§ **To be done**
Copy out the part of the listing that begins at the line containing "Where can the wooden" and runs through the end of the listing, including both of those points.

^^^^^^^^

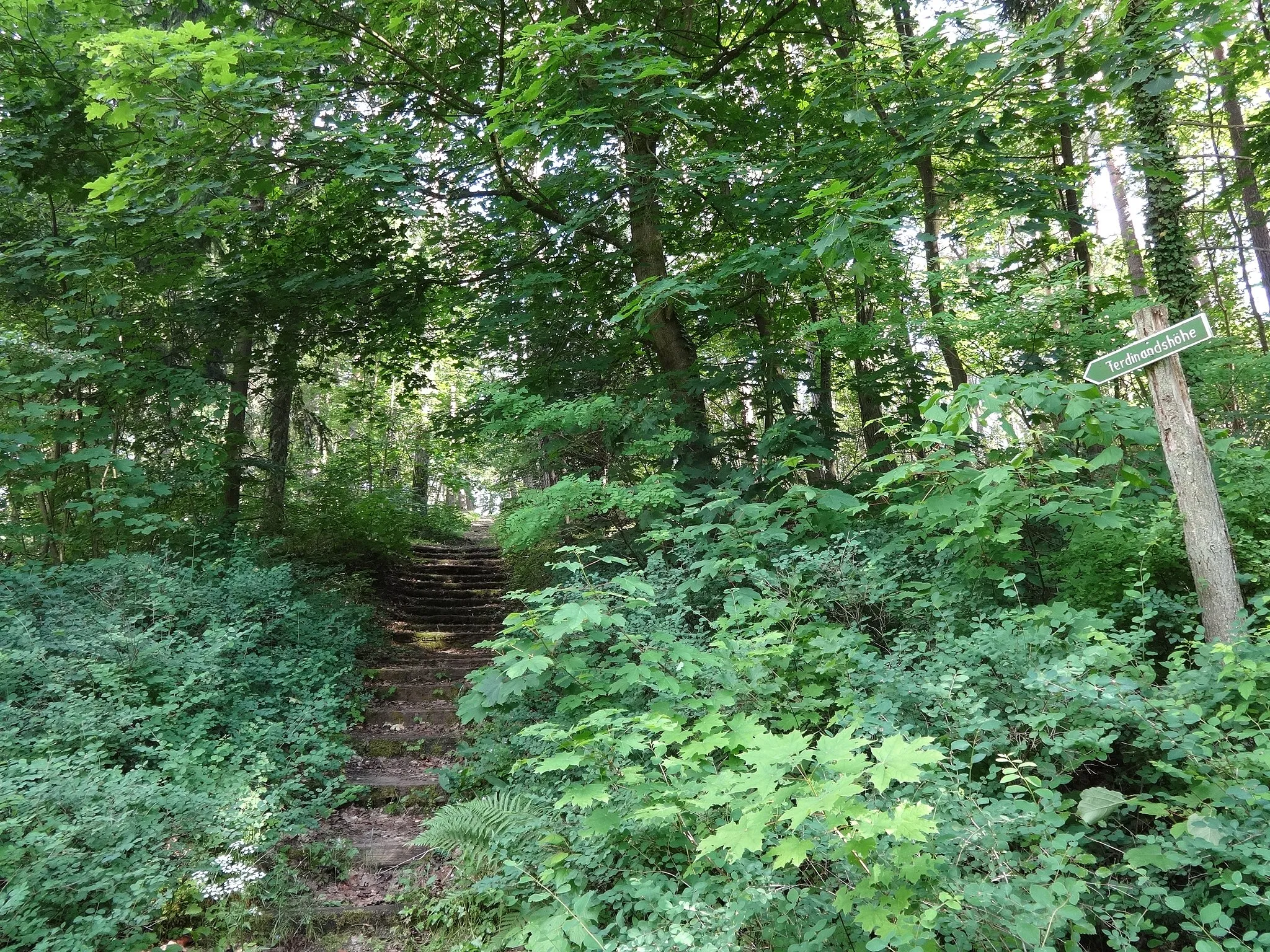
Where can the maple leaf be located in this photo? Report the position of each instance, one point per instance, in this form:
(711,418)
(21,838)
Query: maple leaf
(901,760)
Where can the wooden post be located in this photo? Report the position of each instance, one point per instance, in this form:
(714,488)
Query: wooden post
(1208,541)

^^^^^^^^

§ **Complete output**
Where can the wooden post be located in this photo? Report the position of each instance, one point per instance, in this form:
(714,488)
Query: wooden post
(1208,541)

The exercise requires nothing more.